• **PROVIDED INFORMATION**
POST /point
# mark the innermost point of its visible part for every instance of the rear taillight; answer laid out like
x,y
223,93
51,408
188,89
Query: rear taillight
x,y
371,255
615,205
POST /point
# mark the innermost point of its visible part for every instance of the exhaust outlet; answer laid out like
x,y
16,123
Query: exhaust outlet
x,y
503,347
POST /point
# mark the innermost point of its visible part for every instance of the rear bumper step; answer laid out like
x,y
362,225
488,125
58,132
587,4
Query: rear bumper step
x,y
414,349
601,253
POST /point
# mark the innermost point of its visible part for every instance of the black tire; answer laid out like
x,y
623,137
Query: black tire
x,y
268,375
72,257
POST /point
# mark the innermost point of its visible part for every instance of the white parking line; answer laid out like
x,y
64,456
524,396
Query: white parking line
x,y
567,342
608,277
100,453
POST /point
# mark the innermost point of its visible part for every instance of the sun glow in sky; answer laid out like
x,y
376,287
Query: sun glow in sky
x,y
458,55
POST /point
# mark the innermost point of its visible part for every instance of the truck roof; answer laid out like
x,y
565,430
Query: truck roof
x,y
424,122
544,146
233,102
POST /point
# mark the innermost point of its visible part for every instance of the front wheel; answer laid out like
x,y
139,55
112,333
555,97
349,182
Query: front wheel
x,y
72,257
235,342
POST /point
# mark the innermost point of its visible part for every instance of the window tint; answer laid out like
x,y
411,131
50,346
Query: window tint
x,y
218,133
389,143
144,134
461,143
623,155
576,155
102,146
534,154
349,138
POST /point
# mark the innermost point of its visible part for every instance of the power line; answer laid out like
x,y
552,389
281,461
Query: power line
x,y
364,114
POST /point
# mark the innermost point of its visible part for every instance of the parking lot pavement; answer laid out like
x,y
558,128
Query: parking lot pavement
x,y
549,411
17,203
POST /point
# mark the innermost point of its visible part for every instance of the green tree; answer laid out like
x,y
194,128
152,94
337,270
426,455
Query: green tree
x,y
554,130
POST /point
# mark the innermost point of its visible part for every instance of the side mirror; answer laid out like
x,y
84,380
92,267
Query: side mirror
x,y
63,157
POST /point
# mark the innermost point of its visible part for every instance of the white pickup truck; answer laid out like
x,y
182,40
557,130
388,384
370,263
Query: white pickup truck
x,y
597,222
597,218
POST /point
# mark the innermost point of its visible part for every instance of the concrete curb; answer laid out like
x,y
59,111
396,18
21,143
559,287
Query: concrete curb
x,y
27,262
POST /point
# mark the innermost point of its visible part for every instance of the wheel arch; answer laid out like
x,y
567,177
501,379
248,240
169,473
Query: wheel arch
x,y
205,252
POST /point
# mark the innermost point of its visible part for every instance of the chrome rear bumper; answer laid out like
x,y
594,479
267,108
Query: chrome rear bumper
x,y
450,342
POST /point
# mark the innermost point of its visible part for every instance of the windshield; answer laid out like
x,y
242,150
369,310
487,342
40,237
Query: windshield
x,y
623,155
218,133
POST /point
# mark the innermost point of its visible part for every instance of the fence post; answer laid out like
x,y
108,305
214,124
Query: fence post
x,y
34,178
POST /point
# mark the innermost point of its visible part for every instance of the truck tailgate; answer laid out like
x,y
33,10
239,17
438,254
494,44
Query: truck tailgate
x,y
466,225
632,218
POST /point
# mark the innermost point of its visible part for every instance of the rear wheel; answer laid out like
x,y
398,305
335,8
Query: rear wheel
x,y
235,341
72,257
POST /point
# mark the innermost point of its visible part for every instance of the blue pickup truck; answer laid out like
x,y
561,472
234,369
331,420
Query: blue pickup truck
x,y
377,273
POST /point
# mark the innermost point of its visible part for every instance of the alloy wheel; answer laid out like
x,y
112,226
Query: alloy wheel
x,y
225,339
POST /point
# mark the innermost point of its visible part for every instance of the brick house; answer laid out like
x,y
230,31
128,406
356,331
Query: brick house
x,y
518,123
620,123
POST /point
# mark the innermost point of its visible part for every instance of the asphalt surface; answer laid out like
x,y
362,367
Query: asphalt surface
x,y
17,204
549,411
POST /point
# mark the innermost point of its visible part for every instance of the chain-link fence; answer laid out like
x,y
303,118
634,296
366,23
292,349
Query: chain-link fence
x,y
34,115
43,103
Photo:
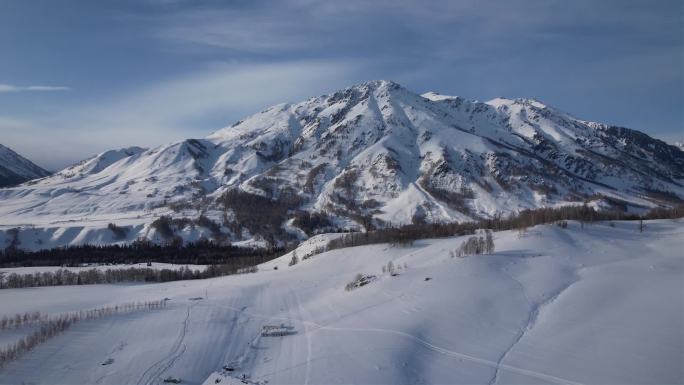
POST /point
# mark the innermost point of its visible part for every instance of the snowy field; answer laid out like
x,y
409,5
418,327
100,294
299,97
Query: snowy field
x,y
599,304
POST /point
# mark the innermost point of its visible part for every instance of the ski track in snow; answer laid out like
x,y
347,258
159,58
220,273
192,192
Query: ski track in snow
x,y
157,369
533,316
497,365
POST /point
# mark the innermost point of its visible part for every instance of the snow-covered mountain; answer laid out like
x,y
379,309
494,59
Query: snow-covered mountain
x,y
369,155
15,169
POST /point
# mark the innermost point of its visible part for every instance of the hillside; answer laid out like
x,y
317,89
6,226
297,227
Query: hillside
x,y
597,303
15,169
366,156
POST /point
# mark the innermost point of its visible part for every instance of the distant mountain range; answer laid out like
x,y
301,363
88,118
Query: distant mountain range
x,y
15,169
365,156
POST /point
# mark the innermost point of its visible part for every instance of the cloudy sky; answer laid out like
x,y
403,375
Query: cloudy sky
x,y
80,77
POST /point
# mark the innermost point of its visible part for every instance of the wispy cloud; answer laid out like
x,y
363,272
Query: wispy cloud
x,y
193,105
40,88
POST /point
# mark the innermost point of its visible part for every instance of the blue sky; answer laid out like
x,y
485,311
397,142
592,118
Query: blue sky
x,y
81,77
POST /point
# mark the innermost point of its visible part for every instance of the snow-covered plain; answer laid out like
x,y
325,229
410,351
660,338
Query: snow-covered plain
x,y
598,304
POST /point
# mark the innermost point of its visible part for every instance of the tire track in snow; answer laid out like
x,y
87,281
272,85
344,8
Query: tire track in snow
x,y
532,317
449,353
178,348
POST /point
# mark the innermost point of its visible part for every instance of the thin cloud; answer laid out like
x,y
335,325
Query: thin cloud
x,y
13,88
193,105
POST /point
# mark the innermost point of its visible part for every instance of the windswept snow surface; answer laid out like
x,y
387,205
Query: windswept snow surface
x,y
599,303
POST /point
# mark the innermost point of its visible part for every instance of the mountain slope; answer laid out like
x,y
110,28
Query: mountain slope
x,y
586,304
369,155
15,169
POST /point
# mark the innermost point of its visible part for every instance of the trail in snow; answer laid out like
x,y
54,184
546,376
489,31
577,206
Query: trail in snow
x,y
533,316
497,365
158,368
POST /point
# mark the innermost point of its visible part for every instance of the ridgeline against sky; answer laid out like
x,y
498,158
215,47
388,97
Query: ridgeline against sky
x,y
81,77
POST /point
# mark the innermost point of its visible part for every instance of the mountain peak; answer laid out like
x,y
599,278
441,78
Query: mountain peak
x,y
367,155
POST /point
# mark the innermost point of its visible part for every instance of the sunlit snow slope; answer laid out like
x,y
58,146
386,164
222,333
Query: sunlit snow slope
x,y
598,304
15,169
369,155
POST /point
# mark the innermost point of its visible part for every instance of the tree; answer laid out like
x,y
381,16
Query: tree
x,y
294,259
390,267
489,242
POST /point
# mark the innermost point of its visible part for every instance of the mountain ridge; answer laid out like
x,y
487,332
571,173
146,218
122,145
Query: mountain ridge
x,y
15,169
361,157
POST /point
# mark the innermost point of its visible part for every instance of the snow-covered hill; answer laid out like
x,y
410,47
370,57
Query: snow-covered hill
x,y
369,155
593,304
15,169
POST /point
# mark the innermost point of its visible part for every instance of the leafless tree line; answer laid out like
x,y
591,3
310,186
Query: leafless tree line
x,y
476,245
51,326
405,235
134,274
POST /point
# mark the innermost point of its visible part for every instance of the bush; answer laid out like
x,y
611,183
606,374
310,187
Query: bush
x,y
120,233
294,260
359,281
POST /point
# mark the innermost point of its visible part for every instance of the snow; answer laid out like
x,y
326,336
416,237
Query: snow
x,y
153,265
515,154
15,169
599,303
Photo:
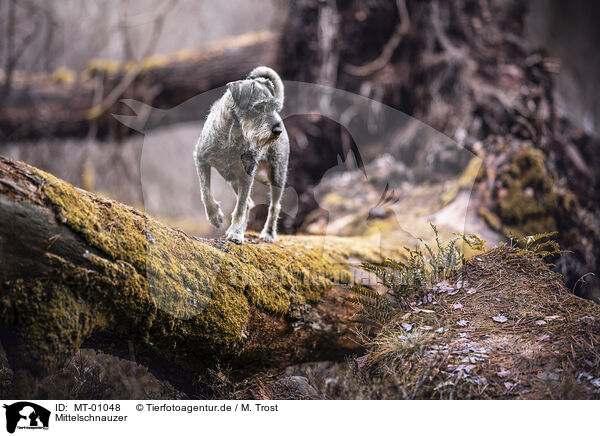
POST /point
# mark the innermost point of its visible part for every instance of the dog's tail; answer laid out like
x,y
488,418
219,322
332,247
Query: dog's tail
x,y
270,74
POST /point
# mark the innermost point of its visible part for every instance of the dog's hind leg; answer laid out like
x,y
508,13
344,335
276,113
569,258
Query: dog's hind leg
x,y
213,210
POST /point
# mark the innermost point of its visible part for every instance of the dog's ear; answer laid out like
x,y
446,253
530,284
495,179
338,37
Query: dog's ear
x,y
241,91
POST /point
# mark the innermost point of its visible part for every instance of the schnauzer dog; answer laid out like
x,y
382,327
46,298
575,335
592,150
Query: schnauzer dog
x,y
244,137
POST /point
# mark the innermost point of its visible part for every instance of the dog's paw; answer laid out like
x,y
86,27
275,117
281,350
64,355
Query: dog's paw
x,y
268,237
234,235
215,216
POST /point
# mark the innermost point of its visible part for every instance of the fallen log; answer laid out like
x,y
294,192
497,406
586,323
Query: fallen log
x,y
80,270
67,104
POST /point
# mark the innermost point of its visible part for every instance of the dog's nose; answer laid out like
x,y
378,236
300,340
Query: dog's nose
x,y
277,130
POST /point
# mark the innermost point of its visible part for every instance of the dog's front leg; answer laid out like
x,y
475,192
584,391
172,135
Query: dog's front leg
x,y
239,217
213,210
269,232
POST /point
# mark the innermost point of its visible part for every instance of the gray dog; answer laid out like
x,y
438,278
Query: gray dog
x,y
244,137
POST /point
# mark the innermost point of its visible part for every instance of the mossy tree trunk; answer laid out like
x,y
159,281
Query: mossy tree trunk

• **DIRECTIONS**
All lines of the material that contain the word "mossy" should be listed.

• **REPLY**
# mark the innermost point of its visible part for every instance of the mossy tree trunk; answer laid out like
Query: mossy tree trunk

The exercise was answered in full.